=== TASK BRIEF ===
Convert every line of the listing below into a numbered list, omitting any blank lines.

# INPUT DATA start

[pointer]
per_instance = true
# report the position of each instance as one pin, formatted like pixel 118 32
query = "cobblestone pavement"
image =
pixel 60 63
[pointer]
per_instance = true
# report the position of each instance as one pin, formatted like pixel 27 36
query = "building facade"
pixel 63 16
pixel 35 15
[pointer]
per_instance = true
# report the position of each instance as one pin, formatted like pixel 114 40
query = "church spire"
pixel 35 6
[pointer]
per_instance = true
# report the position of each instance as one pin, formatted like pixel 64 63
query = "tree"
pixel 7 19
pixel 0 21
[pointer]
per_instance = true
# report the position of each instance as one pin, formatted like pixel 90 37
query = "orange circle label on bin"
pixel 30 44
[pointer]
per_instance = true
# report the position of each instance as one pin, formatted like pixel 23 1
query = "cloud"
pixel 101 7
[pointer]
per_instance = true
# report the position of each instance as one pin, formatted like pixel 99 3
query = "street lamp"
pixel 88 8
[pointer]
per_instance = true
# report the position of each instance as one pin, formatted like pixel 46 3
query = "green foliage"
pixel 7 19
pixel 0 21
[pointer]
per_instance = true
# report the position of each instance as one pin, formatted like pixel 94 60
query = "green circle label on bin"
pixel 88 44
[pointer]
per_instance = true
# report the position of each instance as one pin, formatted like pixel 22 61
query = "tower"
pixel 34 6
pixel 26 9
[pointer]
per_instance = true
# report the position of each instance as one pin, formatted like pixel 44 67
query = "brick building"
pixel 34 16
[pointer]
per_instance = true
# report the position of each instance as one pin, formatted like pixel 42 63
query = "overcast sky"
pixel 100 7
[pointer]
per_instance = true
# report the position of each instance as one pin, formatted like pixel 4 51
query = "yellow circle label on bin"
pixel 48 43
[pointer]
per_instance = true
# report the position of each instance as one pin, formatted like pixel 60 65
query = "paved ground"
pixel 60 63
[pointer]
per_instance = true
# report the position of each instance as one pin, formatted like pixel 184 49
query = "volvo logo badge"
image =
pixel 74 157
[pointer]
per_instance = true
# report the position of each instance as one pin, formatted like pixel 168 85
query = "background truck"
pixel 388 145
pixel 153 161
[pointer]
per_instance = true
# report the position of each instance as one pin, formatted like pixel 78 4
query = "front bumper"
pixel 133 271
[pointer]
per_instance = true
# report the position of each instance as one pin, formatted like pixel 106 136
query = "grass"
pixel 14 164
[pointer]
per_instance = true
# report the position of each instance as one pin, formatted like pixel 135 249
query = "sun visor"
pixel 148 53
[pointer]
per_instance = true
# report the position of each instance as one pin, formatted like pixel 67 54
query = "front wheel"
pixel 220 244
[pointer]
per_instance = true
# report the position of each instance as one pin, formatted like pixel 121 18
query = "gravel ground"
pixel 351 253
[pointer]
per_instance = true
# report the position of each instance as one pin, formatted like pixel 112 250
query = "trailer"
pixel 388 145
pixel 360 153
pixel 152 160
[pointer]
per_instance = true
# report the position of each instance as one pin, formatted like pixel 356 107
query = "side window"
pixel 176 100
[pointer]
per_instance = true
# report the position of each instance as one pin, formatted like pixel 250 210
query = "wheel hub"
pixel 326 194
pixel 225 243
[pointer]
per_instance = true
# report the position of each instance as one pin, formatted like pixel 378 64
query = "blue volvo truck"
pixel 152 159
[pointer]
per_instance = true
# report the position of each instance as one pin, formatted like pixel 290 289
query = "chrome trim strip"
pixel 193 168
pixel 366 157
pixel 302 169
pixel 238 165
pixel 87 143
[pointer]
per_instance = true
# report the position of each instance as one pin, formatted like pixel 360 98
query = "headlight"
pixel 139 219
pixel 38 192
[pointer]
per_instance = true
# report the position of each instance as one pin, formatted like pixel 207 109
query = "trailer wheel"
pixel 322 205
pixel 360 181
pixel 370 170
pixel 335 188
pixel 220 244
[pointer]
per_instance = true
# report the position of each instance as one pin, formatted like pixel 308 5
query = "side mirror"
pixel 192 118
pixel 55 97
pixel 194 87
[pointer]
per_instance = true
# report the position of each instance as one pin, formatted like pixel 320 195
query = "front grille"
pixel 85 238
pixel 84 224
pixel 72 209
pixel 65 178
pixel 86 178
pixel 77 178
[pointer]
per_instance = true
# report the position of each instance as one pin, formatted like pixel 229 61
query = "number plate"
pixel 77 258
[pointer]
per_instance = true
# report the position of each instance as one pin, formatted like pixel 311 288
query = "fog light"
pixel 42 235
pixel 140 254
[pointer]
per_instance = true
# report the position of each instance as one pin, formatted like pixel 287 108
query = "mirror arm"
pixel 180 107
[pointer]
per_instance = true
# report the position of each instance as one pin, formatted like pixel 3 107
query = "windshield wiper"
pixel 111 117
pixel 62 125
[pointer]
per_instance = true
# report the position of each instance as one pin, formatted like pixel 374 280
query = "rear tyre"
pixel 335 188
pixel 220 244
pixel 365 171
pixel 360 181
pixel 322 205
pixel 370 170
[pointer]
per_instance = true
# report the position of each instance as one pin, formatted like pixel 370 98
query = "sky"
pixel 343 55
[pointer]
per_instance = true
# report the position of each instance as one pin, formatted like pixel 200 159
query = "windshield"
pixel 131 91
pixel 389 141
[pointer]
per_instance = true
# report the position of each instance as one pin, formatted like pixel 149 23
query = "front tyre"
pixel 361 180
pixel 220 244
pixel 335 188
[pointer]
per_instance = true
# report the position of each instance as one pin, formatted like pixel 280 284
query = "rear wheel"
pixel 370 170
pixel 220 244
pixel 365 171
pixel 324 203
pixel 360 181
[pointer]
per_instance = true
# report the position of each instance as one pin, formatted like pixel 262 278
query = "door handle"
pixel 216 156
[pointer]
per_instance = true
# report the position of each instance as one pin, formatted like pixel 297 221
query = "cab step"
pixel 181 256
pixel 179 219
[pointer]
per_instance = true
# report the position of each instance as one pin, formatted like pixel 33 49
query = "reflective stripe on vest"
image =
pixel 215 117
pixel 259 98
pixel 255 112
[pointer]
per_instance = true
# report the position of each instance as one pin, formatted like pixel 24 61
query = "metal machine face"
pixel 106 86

# INPUT DATA end

=== THE REPLY ===
1. [pointer]
2. per_instance = true
3. # report the position of each instance as one pin, formatted like pixel 118 32
4. query = "cobblestone pavement"
5. image =
6. pixel 60 63
7. [pointer]
8. per_instance = true
9. # report the position of each instance as one pin, formatted like pixel 27 36
10. query = "building facade"
11. pixel 63 16
12. pixel 35 15
13. [pointer]
14. per_instance = true
15. # report the position of each instance as one pin, formatted like pixel 114 40
16. query = "church spire"
17. pixel 35 6
18. [pointer]
19. per_instance = true
20. # report the position of each instance as one pin, formatted like pixel 64 63
21. query = "tree"
22. pixel 7 19
23. pixel 0 21
24. [pointer]
25. per_instance = true
26. # report the position of each instance as one pin, formatted like pixel 90 37
27. query = "orange circle label on bin"
28. pixel 30 44
29. [pointer]
30. per_instance = true
31. # report the position of each instance as one pin, formatted like pixel 23 1
32. query = "cloud"
33. pixel 101 7
34. [pointer]
35. per_instance = true
36. # report the position of each instance as one pin, formatted like pixel 99 3
37. query = "street lamp"
38. pixel 88 8
39. [pointer]
40. per_instance = true
41. # report the position of each instance as one pin, formatted like pixel 46 3
42. query = "green foliage"
43. pixel 7 19
44. pixel 0 21
45. [pointer]
46. per_instance = true
47. # report the position of each instance as one pin, formatted like pixel 94 60
48. query = "green circle label on bin"
49. pixel 88 44
50. [pointer]
51. per_instance = true
52. # report the position of each instance as one pin, formatted like pixel 22 61
53. query = "tower"
54. pixel 34 6
55. pixel 26 9
56. [pointer]
57. per_instance = true
58. # report the position of each instance as one pin, formatted like pixel 44 67
59. query = "brick building"
60. pixel 34 16
61. [pointer]
62. per_instance = true
63. # report the position of each instance as one pin, formatted like pixel 42 63
64. query = "overcast sky"
65. pixel 100 7
66. [pointer]
67. per_instance = true
68. # report the position of each instance as one pin, formatted like pixel 4 51
69. query = "yellow circle label on bin"
70. pixel 48 43
71. [pointer]
72. per_instance = true
73. # report the position of each instance as one pin, formatted like pixel 60 65
74. query = "paved ground"
75. pixel 60 63
76. [pointer]
77. per_instance = true
78. # report the position of each instance as one pin, formatted like pixel 184 49
79. query = "volvo logo badge"
80. image =
81. pixel 74 157
82. [pointer]
83. per_instance = true
84. # report the position of each instance as one pin, formatted like pixel 168 85
85. query = "background truck"
86. pixel 388 145
87. pixel 153 161
88. [pointer]
89. per_instance = true
90. # report the position of each instance as one pin, formatted like pixel 78 4
91. query = "front bumper"
92. pixel 133 271
93. [pointer]
94. per_instance = true
95. # report the position of each instance as one pin, formatted like pixel 106 136
96. query = "grass"
97. pixel 14 164
98. [pointer]
99. per_instance = true
100. # report the position of each instance as one pin, formatted like pixel 135 249
101. query = "sun visor"
102. pixel 148 53
103. [pointer]
104. per_instance = true
105. # report the position of each instance as one pin, formatted like pixel 67 54
106. query = "front wheel"
107. pixel 220 244
108. [pointer]
109. per_instance = true
110. # report the position of each instance as one pin, formatted like pixel 121 18
111. query = "gravel ground"
112. pixel 351 253
113. [pointer]
114. per_instance = true
115. # report the position of each instance as one pin, formatted like pixel 112 250
116. query = "trailer"
117. pixel 388 145
118. pixel 360 153
119. pixel 152 160
120. [pointer]
121. per_instance = true
122. # report the position of each instance as one pin, formatted like pixel 356 107
123. query = "side window"
124. pixel 176 100
125. [pointer]
126. per_instance = true
127. # report the position of each instance as one pin, formatted like pixel 250 210
128. query = "wheel hub"
129. pixel 326 194
130. pixel 225 243
131. [pointer]
132. per_instance = true
133. # report the position of each instance as one pin, formatted like pixel 378 64
134. query = "blue volvo truck"
135. pixel 152 159
136. [pointer]
137. per_instance = true
138. # report the position of each instance as one pin, formatted like pixel 290 289
139. query = "chrome trim strip"
140. pixel 193 168
141. pixel 366 157
142. pixel 302 169
143. pixel 238 165
144. pixel 87 143
145. [pointer]
146. per_instance = true
147. # report the position of each instance as one pin, formatted like pixel 360 98
148. query = "headlight"
149. pixel 139 219
150. pixel 38 192
151. [pointer]
152. per_instance = true
153. # report the position of each instance as one pin, formatted like pixel 207 109
154. query = "trailer wheel"
155. pixel 322 205
156. pixel 360 181
157. pixel 370 170
158. pixel 335 188
159. pixel 220 244
160. [pointer]
161. per_instance = true
162. # report the position of each instance as one pin, formatted like pixel 308 5
163. query = "side mirror"
164. pixel 192 118
165. pixel 55 97
166. pixel 194 87
167. [pointer]
168. per_instance = true
169. # report the position of each instance as one pin, formatted like pixel 320 195
170. query = "front grille"
171. pixel 85 238
172. pixel 84 224
173. pixel 72 209
174. pixel 65 178
175. pixel 86 178
176. pixel 77 178
177. [pointer]
178. per_instance = true
179. # report the position of each instance as one pin, formatted like pixel 229 61
180. query = "number plate"
181. pixel 77 258
182. [pointer]
183. per_instance = true
184. # report the position of each instance as one pin, formatted like pixel 311 288
185. query = "fog light"
186. pixel 42 235
187. pixel 140 254
188. [pointer]
189. per_instance = true
190. # report the position of each instance as one pin, formatted like pixel 287 108
191. query = "mirror arm"
192. pixel 180 107
193. [pointer]
194. per_instance = true
195. # report the position of each instance as one pin, formatted like pixel 3 107
196. query = "windshield wiper"
197. pixel 111 117
198. pixel 62 125
199. [pointer]
200. per_instance = true
201. # report the position of each instance as one pin, formatted like pixel 374 280
202. query = "rear tyre"
203. pixel 335 188
204. pixel 220 244
205. pixel 365 171
206. pixel 360 181
207. pixel 322 205
208. pixel 370 170
209. [pointer]
210. per_instance = true
211. # report the position of each instance as one pin, formatted like pixel 370 98
212. query = "sky"
213. pixel 343 55
214. [pointer]
215. per_instance = true
216. # report the position of each instance as one pin, formatted like pixel 200 159
217. query = "windshield"
218. pixel 131 91
219. pixel 389 141
220. [pointer]
221. per_instance = true
222. # report the position of each instance as one pin, formatted like pixel 149 23
223. query = "front tyre"
224. pixel 361 180
225. pixel 220 244
226. pixel 335 188
227. [pointer]
228. per_instance = true
229. # report the position of each instance as one pin, formatted like pixel 280 284
230. query = "rear wheel"
231. pixel 370 170
232. pixel 220 244
233. pixel 365 171
234. pixel 324 203
235. pixel 360 181
236. [pointer]
237. per_instance = true
238. # report the position of each instance as one pin, formatted like pixel 262 278
239. query = "door handle"
240. pixel 216 156
241. [pointer]
242. per_instance = true
243. # report the position of each instance as one pin, formatted like pixel 297 221
244. query = "cab step"
245. pixel 181 256
246. pixel 179 219
247. [pointer]
248. per_instance = true
249. # report the position of each instance as one pin, formatted like pixel 33 49
250. query = "reflective stripe on vest"
251. image =
252. pixel 215 117
253. pixel 259 98
254. pixel 255 112
255. [pointer]
256. per_instance = true
257. # report the position of each instance as one pin, formatted like pixel 24 61
258. query = "metal machine face"
259. pixel 106 86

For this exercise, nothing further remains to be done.